++++ DATASET ENTRIES ++++

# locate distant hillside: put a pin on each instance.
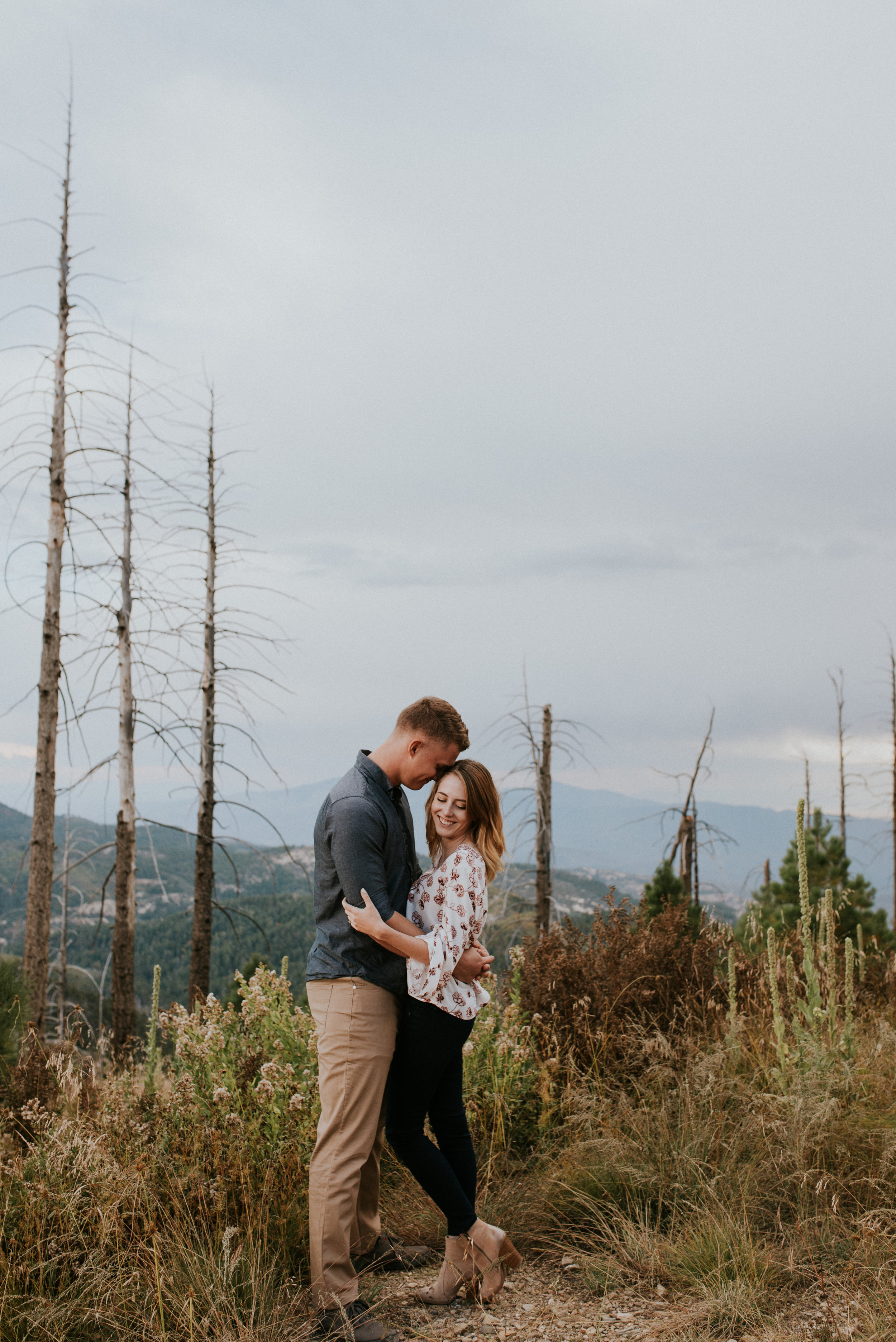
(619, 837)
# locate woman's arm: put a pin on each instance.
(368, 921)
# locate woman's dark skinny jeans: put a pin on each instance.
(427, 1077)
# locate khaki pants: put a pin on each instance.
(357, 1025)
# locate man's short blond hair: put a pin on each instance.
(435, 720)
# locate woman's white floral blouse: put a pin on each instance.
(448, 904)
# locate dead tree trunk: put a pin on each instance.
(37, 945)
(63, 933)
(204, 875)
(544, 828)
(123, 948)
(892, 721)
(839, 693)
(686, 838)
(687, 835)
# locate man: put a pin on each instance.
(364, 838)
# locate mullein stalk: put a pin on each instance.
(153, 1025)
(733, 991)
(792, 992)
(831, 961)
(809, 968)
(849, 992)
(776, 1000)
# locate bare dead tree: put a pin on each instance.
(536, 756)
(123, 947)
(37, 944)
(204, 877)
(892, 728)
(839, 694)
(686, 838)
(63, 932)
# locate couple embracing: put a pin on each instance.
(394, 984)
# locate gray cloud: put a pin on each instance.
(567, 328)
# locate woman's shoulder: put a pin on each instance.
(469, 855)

++++

_AIM OF THE EXERCISE_. None of the lines before the one containing "# locate khaki" belong in the answer; reproduce that line and all later lines of the records exactly.

_TASK RESPONSE_.
# locate khaki pants: put a pin on each instance.
(357, 1025)
# locate man's short blond hair: put a pin on each instance.
(435, 720)
# locate woman's white floral blouse: put a pin on each instance.
(448, 904)
# locate dead tree trunk: put a pin on each instance.
(37, 945)
(63, 933)
(204, 875)
(544, 828)
(123, 948)
(892, 721)
(839, 693)
(686, 838)
(687, 835)
# locate man: put a pin on each instance.
(364, 838)
# locate mullein stalk: put a pin on each instance.
(153, 1025)
(733, 991)
(792, 992)
(831, 961)
(809, 968)
(849, 992)
(776, 1000)
# locate bare dead tree: put a pin on each instance.
(536, 756)
(123, 947)
(37, 944)
(204, 877)
(892, 728)
(839, 694)
(686, 838)
(63, 932)
# locate couple embracing: put a pin on each instance.
(394, 984)
# locate gray cloud: put a pin on each instance.
(567, 328)
# locate woman's shoulder: put a pin on each instance.
(469, 855)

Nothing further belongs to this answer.